Introduction

Lithium-ion batteries (LIBs) have been the main power source for portable electronic devices and now are considered as the most promising technology for applications in electric vehicles (EVs) and green energy storage, because of their high energy density and long cycle life1,2. However, the rarity and uneven distribution of lithium resources may cause a potentially higher price of LIBs, which could significantly limit the further applications of LIBs in large-scale energy storage3. Compared to LIBs, sodium-ion batteries (SIBs) exhibit a similar electrochemical property but potentially a much lower cost due to the abundance and wide availability of sodium resources, which indicates a great promise for the large-scale energy storage4,5. Therefore, great efforts have been shifted to the development of SIBs in the last few years4,5.
***
• **Short exercise**
Reproduce the part of the battery introduction that starts at "Introduction" and runs through "last few years4,5.", keeping every word unchanged.

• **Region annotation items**
***
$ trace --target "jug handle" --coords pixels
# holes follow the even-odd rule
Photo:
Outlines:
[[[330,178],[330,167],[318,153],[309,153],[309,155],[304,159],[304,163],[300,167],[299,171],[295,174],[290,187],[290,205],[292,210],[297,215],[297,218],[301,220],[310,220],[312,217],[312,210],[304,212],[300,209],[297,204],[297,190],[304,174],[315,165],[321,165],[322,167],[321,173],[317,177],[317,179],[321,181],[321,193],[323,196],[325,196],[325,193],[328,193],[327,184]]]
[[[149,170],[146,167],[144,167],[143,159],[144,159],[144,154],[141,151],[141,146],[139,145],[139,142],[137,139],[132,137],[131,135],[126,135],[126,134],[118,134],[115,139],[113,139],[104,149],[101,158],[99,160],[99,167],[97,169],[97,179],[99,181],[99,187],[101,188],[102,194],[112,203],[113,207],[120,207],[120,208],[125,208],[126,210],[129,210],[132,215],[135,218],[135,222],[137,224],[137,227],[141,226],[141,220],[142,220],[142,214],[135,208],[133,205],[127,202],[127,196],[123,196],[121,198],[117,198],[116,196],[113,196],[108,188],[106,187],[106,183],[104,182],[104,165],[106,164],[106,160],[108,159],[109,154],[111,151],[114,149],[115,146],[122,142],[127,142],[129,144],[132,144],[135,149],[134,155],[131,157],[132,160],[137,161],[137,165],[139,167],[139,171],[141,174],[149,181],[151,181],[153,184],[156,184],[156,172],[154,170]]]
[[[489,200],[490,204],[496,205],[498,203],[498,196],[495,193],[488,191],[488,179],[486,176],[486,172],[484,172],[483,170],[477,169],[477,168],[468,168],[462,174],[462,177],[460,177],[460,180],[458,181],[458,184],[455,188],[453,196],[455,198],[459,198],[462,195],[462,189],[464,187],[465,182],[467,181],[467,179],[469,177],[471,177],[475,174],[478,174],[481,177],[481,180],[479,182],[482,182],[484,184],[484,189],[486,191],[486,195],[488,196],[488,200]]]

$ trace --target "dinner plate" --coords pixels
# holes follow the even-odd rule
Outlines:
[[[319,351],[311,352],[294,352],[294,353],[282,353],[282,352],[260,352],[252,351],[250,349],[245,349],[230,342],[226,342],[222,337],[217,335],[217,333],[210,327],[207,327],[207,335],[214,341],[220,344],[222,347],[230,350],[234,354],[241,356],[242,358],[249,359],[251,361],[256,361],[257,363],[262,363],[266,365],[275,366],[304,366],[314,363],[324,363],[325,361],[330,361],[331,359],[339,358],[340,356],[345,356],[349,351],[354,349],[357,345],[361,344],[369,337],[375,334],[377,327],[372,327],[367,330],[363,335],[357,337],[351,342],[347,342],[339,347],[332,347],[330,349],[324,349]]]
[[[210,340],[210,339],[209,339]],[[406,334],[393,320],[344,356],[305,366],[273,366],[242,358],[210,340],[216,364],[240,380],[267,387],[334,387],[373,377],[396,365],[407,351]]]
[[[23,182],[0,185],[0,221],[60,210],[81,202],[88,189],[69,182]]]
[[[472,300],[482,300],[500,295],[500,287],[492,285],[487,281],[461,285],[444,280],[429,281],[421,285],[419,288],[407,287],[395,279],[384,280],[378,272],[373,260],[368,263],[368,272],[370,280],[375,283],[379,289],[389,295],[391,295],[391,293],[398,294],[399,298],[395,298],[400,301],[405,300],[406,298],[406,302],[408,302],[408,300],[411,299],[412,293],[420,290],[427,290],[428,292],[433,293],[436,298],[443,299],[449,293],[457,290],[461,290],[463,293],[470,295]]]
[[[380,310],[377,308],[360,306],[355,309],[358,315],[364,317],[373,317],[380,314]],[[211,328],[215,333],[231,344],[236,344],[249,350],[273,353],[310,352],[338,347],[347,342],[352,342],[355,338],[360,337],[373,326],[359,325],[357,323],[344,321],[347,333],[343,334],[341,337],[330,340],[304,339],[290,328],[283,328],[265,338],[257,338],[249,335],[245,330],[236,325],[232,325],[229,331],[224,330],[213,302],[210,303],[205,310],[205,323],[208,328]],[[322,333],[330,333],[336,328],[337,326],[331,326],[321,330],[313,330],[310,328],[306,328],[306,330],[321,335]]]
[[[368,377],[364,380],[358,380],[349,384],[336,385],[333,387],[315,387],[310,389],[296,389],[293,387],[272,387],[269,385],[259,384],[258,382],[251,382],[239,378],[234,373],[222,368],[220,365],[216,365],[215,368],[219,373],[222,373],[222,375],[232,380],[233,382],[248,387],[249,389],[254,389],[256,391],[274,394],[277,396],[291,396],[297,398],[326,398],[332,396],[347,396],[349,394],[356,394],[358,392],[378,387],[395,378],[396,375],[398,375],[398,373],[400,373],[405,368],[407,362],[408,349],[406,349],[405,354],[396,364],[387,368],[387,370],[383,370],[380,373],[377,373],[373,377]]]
***
• **Written reply**
Introduction

Lithium-ion batteries (LIBs) have been the main power source for portable electronic devices and now are considered as the most promising technology for applications in electric vehicles (EVs) and green energy storage, because of their high energy density and long cycle life1,2. However, the rarity and uneven distribution of lithium resources may cause a potentially higher price of LIBs, which could significantly limit the further applications of LIBs in large-scale energy storage3. Compared to LIBs, sodium-ion batteries (SIBs) exhibit a similar electrochemical property but potentially a much lower cost due to the abundance and wide availability of sodium resources, which indicates a great promise for the large-scale energy storage4,5. Therefore, great efforts have been shifted to the development of SIBs in the last few years4,5.